Description of the task: Copy every line of the records that includes the word "below".
----- Exercise data -----
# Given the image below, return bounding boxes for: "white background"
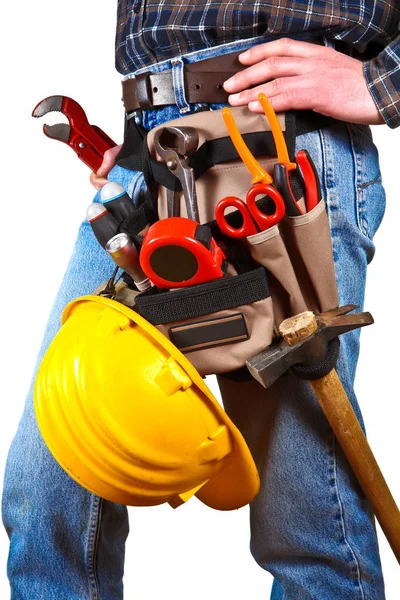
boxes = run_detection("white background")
[0,1,399,598]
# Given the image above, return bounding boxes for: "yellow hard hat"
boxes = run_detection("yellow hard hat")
[34,295,260,510]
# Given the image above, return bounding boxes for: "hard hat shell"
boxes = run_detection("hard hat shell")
[34,295,260,510]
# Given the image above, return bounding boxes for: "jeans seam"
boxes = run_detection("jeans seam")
[319,127,339,265]
[345,124,369,239]
[331,435,366,600]
[87,495,103,600]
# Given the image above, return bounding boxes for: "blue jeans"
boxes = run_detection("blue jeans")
[2,37,387,599]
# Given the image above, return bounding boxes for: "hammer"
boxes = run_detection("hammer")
[247,306,400,563]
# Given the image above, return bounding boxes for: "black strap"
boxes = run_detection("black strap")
[290,337,340,380]
[135,267,270,325]
[119,200,158,237]
[116,110,336,179]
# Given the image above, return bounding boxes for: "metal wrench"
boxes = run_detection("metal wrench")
[154,126,200,221]
[32,95,116,172]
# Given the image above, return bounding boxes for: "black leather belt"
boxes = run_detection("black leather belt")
[122,39,354,112]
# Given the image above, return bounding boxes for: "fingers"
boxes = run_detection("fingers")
[96,144,123,177]
[228,73,313,107]
[238,38,329,65]
[228,75,315,109]
[89,143,122,190]
[90,172,109,190]
[247,86,318,114]
[224,56,310,94]
[224,41,382,125]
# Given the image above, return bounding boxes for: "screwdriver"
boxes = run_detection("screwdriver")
[86,203,120,248]
[106,233,151,292]
[100,182,136,222]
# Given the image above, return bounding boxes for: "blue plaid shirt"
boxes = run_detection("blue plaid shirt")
[116,1,400,128]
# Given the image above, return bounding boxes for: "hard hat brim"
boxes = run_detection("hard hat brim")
[37,295,260,510]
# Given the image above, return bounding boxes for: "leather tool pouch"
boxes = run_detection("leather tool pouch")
[113,106,338,377]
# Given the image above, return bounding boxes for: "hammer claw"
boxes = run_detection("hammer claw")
[318,311,374,338]
[321,304,359,317]
[246,306,374,389]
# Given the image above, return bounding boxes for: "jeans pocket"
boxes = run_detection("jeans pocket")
[347,124,387,241]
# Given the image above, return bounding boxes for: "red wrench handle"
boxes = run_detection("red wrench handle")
[61,97,116,172]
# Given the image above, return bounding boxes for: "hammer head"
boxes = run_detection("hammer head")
[246,305,373,388]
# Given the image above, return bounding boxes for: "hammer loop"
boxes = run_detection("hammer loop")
[290,338,340,381]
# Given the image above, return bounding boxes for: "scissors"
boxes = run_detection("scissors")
[215,183,286,238]
[222,95,321,216]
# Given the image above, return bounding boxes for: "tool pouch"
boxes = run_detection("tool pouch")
[115,106,338,377]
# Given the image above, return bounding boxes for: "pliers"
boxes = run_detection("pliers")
[257,93,321,215]
[222,95,321,216]
[32,95,116,172]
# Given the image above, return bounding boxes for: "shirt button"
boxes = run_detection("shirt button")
[133,2,141,13]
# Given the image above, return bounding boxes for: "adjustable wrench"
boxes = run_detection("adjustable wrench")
[32,95,116,172]
[154,126,200,221]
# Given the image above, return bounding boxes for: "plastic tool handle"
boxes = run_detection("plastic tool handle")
[257,93,296,170]
[86,204,120,248]
[273,164,304,216]
[246,184,286,230]
[222,107,273,185]
[296,149,321,212]
[216,196,259,238]
[106,233,151,291]
[100,182,136,222]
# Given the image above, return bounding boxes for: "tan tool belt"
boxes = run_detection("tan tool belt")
[111,107,338,377]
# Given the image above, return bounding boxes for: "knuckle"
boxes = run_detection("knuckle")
[271,77,283,95]
[265,56,280,71]
[282,89,297,104]
[103,148,114,161]
[233,72,246,87]
[280,37,293,51]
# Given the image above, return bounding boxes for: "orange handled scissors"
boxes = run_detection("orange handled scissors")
[215,183,286,238]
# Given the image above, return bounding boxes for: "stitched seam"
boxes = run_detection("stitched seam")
[332,436,366,600]
[358,174,382,190]
[345,124,369,238]
[319,128,339,266]
[87,496,103,600]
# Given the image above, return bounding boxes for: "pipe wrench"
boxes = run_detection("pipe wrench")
[32,95,116,172]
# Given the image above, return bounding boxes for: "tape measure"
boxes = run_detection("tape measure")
[140,217,226,289]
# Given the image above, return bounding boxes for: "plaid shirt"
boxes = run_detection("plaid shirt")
[116,1,400,128]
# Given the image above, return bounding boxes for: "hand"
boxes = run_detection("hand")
[223,38,384,125]
[89,144,123,189]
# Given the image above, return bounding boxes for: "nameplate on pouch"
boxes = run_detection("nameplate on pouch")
[169,313,248,353]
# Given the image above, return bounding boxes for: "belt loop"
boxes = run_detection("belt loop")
[171,58,191,114]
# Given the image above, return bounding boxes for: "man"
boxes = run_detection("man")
[3,1,399,598]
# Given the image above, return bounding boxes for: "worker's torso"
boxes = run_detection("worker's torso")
[116,0,399,75]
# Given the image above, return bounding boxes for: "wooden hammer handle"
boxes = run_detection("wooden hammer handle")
[280,311,400,563]
[311,369,400,563]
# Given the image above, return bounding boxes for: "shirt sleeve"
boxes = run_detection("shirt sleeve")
[363,34,400,129]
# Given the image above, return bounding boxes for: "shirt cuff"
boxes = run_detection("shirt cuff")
[363,36,400,129]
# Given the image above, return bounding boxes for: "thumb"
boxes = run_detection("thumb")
[89,144,123,190]
[96,144,123,177]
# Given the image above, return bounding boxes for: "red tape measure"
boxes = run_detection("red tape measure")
[140,217,226,289]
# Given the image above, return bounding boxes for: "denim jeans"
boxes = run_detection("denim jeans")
[2,37,387,599]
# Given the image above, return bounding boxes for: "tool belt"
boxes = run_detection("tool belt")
[108,104,338,378]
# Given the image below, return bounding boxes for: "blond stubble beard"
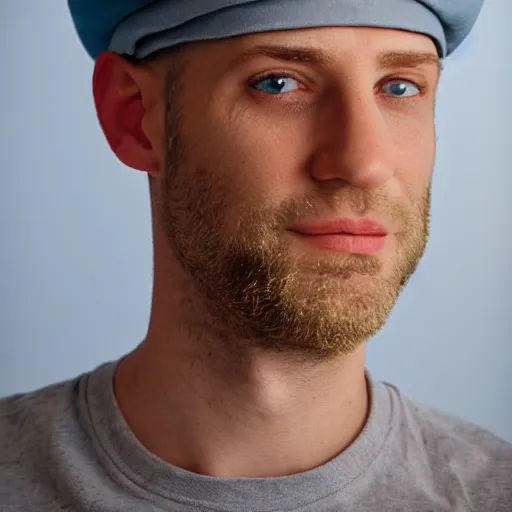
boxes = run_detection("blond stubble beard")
[157,100,430,364]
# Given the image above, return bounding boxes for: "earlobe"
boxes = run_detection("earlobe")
[93,51,160,176]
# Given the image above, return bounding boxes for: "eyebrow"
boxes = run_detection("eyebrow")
[233,44,443,77]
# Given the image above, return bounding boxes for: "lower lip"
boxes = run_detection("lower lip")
[296,233,387,254]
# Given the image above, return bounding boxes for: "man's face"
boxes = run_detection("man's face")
[156,27,438,361]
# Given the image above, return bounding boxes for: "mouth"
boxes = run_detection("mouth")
[288,218,388,255]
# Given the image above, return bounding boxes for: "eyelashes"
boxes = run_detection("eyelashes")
[249,72,427,100]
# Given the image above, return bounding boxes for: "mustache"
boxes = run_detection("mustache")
[269,187,414,229]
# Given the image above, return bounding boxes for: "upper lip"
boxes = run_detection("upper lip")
[289,218,389,236]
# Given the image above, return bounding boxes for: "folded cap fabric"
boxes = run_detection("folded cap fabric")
[68,0,484,60]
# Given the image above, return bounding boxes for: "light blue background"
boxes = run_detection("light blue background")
[1,1,510,442]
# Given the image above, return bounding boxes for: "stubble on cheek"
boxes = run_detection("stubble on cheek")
[157,93,432,360]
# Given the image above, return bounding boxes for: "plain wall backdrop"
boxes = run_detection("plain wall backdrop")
[0,1,511,442]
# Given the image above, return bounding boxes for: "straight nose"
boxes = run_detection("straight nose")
[309,89,395,190]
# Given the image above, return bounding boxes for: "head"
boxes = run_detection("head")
[93,25,440,362]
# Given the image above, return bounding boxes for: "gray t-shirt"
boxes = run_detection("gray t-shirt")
[0,360,511,511]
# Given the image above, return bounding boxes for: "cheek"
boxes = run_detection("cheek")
[188,107,309,209]
[390,116,435,201]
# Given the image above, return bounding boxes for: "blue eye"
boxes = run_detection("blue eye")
[382,80,421,98]
[251,75,300,95]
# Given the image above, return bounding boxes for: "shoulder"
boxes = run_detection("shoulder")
[382,381,512,509]
[0,376,82,446]
[387,381,512,459]
[0,375,84,502]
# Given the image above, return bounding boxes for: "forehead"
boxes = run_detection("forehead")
[233,26,437,53]
[183,26,440,75]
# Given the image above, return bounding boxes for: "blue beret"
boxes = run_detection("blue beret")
[68,0,484,60]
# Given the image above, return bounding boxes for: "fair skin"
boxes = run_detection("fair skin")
[93,27,440,478]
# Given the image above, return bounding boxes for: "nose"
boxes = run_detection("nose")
[309,89,395,189]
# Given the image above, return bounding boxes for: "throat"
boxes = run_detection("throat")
[113,343,370,478]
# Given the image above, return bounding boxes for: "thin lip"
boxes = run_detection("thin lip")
[289,218,389,236]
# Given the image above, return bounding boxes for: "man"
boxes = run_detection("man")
[1,0,511,510]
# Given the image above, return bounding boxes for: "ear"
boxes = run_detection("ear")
[93,51,164,177]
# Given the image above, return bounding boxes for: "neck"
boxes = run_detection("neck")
[114,326,369,478]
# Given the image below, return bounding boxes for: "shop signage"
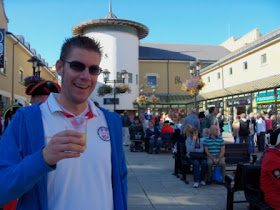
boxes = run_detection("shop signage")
[208,101,223,108]
[256,95,280,104]
[104,98,119,105]
[227,98,251,107]
[0,29,5,68]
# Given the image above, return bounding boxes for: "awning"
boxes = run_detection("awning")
[197,74,280,101]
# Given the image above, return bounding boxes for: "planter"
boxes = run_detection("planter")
[98,84,113,96]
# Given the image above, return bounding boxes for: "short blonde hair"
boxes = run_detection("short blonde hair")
[183,124,192,137]
[202,128,210,137]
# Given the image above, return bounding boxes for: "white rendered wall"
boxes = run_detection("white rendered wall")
[84,29,139,111]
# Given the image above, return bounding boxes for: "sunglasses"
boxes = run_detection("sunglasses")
[61,60,102,75]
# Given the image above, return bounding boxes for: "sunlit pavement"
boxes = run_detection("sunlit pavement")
[126,133,262,210]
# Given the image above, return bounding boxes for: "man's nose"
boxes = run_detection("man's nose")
[80,67,91,79]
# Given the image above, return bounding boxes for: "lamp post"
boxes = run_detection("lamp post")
[36,61,45,77]
[27,56,40,76]
[188,58,201,110]
[102,69,128,112]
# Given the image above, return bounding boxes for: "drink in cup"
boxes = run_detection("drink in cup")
[66,116,88,149]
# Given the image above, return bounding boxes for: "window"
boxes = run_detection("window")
[217,72,220,79]
[147,76,156,86]
[261,54,267,65]
[116,72,121,81]
[0,68,5,74]
[0,58,7,75]
[19,70,23,83]
[128,73,133,83]
[229,67,232,75]
[207,76,210,83]
[136,74,138,85]
[243,61,248,70]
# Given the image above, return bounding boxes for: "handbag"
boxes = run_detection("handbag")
[212,165,223,183]
[188,152,206,160]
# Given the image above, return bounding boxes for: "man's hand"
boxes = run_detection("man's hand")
[213,158,219,165]
[42,130,86,166]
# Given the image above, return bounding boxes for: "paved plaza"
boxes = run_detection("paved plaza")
[126,133,257,210]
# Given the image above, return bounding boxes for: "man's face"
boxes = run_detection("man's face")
[211,126,219,137]
[56,47,100,106]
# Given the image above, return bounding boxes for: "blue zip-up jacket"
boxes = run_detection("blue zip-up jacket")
[0,104,127,210]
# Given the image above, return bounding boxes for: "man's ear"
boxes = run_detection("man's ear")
[56,60,63,76]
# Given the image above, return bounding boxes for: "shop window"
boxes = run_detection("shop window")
[229,67,232,75]
[207,76,210,83]
[261,54,267,65]
[217,72,220,79]
[243,61,248,70]
[147,76,156,86]
[19,69,23,83]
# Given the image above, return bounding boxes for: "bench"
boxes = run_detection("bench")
[179,142,190,184]
[160,132,174,151]
[225,143,257,170]
[224,163,248,210]
[243,165,272,210]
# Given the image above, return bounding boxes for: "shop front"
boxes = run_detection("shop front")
[255,90,280,114]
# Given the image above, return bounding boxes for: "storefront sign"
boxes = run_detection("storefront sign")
[227,98,251,107]
[0,29,5,68]
[256,95,280,104]
[104,98,119,105]
[208,101,223,108]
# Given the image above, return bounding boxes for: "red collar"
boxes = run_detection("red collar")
[60,108,94,119]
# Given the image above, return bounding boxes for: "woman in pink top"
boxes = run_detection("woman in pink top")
[265,114,273,135]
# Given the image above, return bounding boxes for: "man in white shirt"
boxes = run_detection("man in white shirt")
[0,36,127,210]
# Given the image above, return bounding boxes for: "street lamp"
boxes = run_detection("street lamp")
[27,56,40,76]
[188,58,201,110]
[36,61,45,77]
[151,85,156,95]
[140,84,144,95]
[101,69,128,112]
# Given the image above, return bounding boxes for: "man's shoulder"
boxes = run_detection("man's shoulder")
[98,107,121,122]
[17,104,41,118]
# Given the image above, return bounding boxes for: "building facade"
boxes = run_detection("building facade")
[0,0,58,113]
[197,28,280,119]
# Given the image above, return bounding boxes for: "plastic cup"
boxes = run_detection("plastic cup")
-----
Result for this exercise:
# Given the image below, return bounding boxes for: "white background"
# Given the image below, return bounding boxes for: "blond stubble beard"
# Given the image below, return bounding boxes for: "shop signage"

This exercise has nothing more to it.